═════ INPUT ROWS

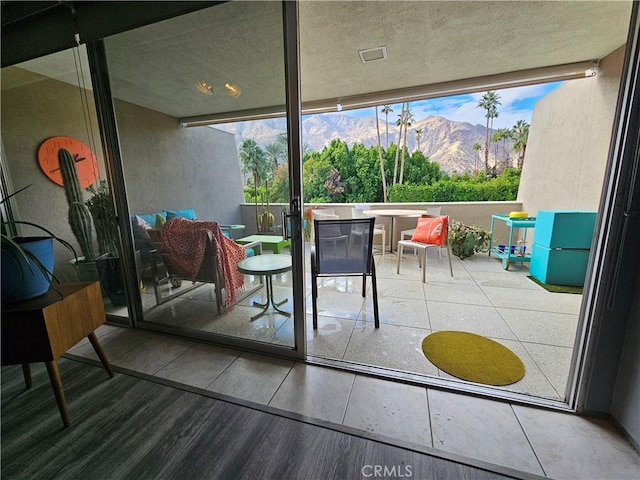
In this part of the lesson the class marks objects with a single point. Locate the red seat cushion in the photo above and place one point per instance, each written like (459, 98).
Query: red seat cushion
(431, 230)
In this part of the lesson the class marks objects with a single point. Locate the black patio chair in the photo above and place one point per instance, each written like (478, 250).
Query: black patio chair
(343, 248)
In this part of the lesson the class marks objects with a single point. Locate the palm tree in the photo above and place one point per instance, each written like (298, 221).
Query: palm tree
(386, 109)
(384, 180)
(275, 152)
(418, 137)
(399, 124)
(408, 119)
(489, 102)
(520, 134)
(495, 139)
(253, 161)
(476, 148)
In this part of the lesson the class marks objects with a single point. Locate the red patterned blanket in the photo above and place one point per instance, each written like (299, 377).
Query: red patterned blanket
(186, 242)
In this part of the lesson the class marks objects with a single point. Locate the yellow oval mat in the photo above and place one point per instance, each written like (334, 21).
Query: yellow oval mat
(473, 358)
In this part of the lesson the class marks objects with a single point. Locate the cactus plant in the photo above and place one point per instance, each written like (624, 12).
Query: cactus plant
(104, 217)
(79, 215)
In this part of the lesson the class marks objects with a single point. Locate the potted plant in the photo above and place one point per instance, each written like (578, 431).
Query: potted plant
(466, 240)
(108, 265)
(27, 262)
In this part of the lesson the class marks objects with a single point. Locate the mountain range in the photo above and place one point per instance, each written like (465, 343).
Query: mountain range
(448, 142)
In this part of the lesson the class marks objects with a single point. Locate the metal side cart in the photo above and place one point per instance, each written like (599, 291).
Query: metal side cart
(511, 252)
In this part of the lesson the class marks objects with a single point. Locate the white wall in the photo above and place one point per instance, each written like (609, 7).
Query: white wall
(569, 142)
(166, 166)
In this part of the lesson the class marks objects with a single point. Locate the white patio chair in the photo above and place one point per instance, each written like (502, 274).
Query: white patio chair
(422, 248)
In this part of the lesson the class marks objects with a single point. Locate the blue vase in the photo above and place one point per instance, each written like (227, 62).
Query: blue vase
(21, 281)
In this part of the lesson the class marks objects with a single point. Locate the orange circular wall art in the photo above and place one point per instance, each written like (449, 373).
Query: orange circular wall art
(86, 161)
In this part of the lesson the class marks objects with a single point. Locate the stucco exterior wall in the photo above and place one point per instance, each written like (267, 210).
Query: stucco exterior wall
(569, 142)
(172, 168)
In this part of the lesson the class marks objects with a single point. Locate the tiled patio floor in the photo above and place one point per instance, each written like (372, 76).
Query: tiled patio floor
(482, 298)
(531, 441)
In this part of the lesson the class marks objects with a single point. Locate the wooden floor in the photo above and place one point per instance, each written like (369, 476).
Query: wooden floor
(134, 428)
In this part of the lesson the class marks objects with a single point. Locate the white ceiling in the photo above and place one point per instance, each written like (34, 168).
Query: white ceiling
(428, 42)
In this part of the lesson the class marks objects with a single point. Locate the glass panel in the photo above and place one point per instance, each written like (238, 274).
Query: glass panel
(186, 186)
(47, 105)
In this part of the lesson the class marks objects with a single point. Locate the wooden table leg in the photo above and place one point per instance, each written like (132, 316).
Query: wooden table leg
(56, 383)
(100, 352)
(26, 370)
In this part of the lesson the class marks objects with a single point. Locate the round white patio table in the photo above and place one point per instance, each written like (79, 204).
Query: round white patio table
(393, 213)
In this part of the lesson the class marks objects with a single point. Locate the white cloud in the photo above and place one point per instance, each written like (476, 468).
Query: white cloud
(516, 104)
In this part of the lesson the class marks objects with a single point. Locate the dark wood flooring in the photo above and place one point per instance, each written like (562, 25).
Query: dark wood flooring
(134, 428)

══════════
═════ INPUT ROWS

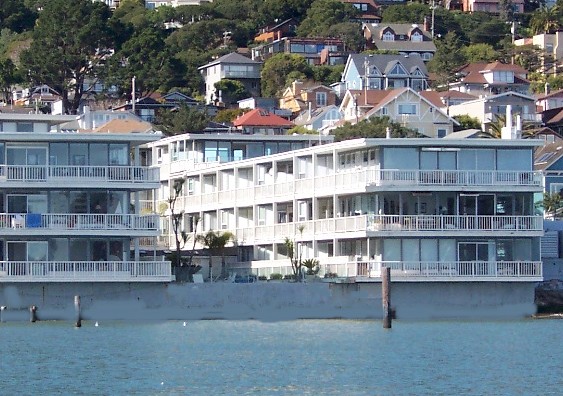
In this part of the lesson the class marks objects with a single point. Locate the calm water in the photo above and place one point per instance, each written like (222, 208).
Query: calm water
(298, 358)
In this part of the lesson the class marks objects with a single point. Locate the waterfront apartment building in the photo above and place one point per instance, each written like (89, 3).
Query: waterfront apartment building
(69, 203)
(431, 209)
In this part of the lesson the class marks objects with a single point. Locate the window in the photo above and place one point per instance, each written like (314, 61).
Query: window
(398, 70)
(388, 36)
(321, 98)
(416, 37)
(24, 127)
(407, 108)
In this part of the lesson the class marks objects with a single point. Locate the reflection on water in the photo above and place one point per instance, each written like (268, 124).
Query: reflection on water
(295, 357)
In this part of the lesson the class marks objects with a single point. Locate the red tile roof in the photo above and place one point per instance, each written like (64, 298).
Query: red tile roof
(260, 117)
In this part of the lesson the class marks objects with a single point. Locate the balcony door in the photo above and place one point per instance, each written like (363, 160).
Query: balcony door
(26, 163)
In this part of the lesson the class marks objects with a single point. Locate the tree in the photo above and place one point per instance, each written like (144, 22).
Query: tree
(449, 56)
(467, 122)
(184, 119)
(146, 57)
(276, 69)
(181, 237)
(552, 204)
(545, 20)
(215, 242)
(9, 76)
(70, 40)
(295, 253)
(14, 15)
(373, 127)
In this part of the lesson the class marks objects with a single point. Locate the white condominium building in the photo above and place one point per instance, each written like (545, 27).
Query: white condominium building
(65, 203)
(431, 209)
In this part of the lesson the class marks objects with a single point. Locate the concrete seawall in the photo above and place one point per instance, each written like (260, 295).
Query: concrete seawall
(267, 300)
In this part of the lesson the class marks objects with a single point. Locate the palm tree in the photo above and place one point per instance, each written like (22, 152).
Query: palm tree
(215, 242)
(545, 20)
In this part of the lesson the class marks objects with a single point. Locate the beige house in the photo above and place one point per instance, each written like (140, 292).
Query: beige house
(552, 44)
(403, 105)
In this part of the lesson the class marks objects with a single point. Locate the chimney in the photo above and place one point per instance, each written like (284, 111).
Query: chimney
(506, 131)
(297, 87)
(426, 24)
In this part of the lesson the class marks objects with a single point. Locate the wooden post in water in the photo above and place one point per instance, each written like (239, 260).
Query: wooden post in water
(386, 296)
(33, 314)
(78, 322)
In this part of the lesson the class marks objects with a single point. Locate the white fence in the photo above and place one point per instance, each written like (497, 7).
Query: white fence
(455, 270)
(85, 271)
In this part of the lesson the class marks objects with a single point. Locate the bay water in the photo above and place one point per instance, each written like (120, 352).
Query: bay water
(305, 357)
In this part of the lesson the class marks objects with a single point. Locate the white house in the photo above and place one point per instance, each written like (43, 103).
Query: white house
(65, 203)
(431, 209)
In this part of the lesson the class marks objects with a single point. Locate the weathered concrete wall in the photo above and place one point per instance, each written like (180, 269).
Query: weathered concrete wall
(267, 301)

══════════

### THE REQUEST
Pick out each line of the listing above that contains the string "tiled" and copy it in full. The match is case-sensitive.

### OUTPUT BELOW
In this part of the lesson the class marks objects with a single point. Locate the tiled patio floor in the photo above and place one point per instance, each written like (372, 76).
Query: tiled patio floor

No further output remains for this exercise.